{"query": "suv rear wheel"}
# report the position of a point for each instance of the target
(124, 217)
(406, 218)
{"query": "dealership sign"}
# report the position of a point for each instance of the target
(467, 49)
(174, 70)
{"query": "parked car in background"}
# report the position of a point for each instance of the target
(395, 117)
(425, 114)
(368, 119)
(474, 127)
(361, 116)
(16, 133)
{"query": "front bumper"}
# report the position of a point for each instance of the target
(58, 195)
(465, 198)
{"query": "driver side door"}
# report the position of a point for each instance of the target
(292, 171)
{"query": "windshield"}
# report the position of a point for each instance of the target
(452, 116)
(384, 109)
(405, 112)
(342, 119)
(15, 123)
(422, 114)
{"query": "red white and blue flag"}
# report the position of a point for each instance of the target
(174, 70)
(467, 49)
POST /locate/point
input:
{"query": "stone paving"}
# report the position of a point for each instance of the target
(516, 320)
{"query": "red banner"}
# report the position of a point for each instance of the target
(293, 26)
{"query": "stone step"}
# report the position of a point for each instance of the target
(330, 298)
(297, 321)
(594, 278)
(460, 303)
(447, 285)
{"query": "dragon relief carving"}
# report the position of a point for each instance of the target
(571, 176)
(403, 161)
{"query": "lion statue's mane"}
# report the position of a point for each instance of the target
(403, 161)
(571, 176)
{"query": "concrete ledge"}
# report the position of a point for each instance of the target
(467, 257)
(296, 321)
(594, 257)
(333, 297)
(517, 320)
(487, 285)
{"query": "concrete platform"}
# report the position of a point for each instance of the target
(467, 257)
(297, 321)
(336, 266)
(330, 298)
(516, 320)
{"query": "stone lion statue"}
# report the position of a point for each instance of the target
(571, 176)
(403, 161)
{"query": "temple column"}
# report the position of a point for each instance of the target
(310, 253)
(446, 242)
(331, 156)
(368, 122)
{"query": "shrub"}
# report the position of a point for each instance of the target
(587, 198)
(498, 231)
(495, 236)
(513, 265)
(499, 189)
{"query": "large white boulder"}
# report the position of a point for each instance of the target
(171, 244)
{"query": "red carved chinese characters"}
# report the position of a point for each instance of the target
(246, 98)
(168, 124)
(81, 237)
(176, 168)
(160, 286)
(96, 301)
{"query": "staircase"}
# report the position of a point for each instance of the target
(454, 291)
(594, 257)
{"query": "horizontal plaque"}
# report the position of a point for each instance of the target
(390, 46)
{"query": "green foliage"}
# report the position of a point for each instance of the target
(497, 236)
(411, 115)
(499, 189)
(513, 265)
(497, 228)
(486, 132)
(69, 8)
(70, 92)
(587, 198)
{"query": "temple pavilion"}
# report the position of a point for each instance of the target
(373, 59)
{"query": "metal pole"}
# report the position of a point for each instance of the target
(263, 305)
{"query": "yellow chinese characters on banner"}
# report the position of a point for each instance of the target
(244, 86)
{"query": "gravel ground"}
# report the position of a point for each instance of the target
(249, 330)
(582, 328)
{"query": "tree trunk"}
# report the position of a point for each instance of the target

**REQUIRED WORK:** Reproduce the entire listing above, line for line, without changing any character.

**SOLVED PROBLEM:**
{"query": "suv rear wheel"}
# report the position of a point for each instance of the target
(124, 217)
(406, 218)
{"query": "dealership sign"}
# report the position of a point for each instance of the target
(467, 49)
(174, 70)
{"query": "parked car in background"}
# report the position of a point for each instance of the target
(395, 117)
(425, 114)
(368, 119)
(474, 127)
(361, 116)
(16, 133)
{"query": "front bumper"}
# report the position of a point for each instance of the target
(58, 195)
(465, 198)
{"query": "driver side door"}
# report the position of a point for each instance of the target
(292, 171)
{"query": "windshield"}
# report the position of a point for each instance of the target
(452, 116)
(384, 109)
(405, 112)
(342, 119)
(15, 123)
(422, 114)
{"query": "red white and blue flag"}
# report the position of a point for each instance of the target
(174, 70)
(467, 49)
POST /locate/point
input:
{"query": "stone paving"}
# report the position of a point for each instance of the target
(516, 320)
{"query": "red banner"}
# report the position of a point for each instance of the target
(293, 26)
{"query": "stone step"}
# report the position of a point for each instance of the target
(330, 298)
(297, 321)
(594, 278)
(460, 303)
(447, 285)
{"query": "dragon relief carving"}
# report the position of a point for each instance of the target
(571, 176)
(403, 161)
{"query": "lion statue's mane"}
# report the position of a point for each instance of the target
(403, 161)
(571, 176)
{"query": "concrete ledge"}
# report the position of a point for each instance of the target
(467, 257)
(296, 321)
(594, 257)
(333, 297)
(517, 320)
(487, 285)
{"query": "concrete platform"}
# report the position of a point for each instance of the target
(467, 257)
(297, 321)
(336, 266)
(330, 298)
(516, 320)
{"query": "stone lion statue"}
# report the position of a point for each instance of the target
(571, 176)
(403, 161)
{"query": "temple column"}
# report the position of a point for each instance of the target
(310, 253)
(446, 242)
(331, 156)
(368, 122)
{"query": "shrub"}
# report the position of a point for each instance of the target
(587, 198)
(498, 231)
(495, 236)
(513, 265)
(499, 189)
{"query": "large white boulder"}
# report the position of a point for each instance of the target
(171, 244)
{"query": "red carved chinese characters"}
# report the position of a point for each instance of the target
(246, 98)
(168, 124)
(81, 237)
(176, 168)
(160, 286)
(96, 301)
{"query": "staircase"}
# report the position of a point for each instance of the target
(454, 291)
(594, 257)
{"query": "horizontal plaque"}
# report the position of a point for each instance of the target
(390, 46)
{"query": "green foliage"}
# report the position of a point for each instance of the target
(497, 236)
(411, 115)
(499, 189)
(513, 265)
(497, 228)
(486, 132)
(69, 8)
(70, 92)
(587, 198)
{"query": "temple pavilion"}
# report the position of a point for each instance of the target
(373, 59)
{"query": "metal pole"}
# report the position of a point for each instance of the target
(263, 305)
{"query": "yellow chinese characters on banner"}
# report the position of a point for each instance of the target
(244, 86)
{"query": "gravel ground"}
# report the position of a point for each instance of the target
(249, 330)
(582, 328)
{"query": "tree trunk"}
# report the position of a point for each instance of the target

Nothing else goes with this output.